Entries for pointing and labeling:
==================================================
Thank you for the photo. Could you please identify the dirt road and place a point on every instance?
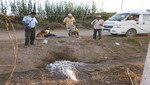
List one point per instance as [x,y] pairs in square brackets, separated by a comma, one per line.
[20,34]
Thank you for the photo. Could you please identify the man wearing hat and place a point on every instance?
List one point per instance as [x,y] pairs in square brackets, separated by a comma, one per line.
[69,21]
[30,23]
[97,25]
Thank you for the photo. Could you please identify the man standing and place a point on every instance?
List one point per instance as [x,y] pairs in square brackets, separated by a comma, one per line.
[98,25]
[30,23]
[69,21]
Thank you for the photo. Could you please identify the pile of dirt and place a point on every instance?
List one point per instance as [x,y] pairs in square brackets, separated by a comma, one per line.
[111,51]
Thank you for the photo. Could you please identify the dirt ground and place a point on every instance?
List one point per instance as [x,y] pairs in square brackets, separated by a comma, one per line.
[108,59]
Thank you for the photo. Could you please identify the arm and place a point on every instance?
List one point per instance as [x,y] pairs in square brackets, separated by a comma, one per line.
[93,22]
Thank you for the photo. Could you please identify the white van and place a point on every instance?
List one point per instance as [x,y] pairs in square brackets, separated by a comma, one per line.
[129,22]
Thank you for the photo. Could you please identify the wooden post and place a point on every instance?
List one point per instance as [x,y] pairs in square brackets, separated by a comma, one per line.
[146,72]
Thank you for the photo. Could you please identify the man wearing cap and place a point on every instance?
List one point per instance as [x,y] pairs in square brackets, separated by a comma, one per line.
[98,25]
[69,21]
[30,23]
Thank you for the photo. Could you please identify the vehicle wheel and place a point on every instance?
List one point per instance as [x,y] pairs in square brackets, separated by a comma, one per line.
[131,33]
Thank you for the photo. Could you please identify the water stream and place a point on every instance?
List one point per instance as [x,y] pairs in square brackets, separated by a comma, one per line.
==================================================
= REQUIRED TASK =
Could you output every line of the entries above verbatim, with the pictures left out?

= THE ANSWER =
Thank you for the photo. Could you please identify the dirt road and place a point on every instance?
List one point per instance as [x,y] pairs in square brackets, separated by a comma, one per line.
[20,34]
Thank you for the photo. Could you please identify the man wearing hat and place a point on every instance?
List one point per instance as [x,y] pairs in square brackets, separated by a comma, one per line.
[69,21]
[30,23]
[97,25]
Thank you for the photo. Could you please identify the man standing and place a point on every instance?
List one point per instance as [x,y] pairs in square brackets, separated by a comma, one per line.
[98,25]
[30,23]
[69,21]
Thank you for the photo. Could you please identify the pile of dirt and place a point on every instance?
List one point per instance as [x,y] pairs in square brackets, separated by a comma, one per line.
[111,51]
Thank you for the photo. Could you please identify the dirt ground and place a point on every instance?
List one point per instance as [x,y] pairs in square brackets, separated by a comma, one per line.
[108,59]
Thank you for the photo. Could you please identify the arm and place a point on every instance?
List one point per instance as [x,y] pairs in square brackets, separated by a comma, one per line.
[93,22]
Thank you for the photo. Could you please identify the white van and place a point on every instance?
List one point per instance as [x,y] pairs in square brackets, separated by a comma, one per line.
[129,22]
Thank you for the photo. Could you please identify the wooden post and place a point on every instance?
List one point per instance as [x,y] pairs in square brackets, separated by a comma, one per line.
[146,72]
Thank you for the photo. Could you please identify the man wearing cap and place a point on every instance?
List one point per instance as [x,y] pairs in square brackets, separated by a comma, one per line.
[98,25]
[69,21]
[30,23]
Thank you for the photo. Could you please identify the vehicle wheel and place a point on every instance?
List one point per instance as [x,y] pairs in square brackets, separated by a comma, one per line.
[131,33]
Thank you for the photo. Could you please identify the water stream and place a point on every instance?
List one point per instance as [x,y] pairs in square brackets, separated by a comma, one per line.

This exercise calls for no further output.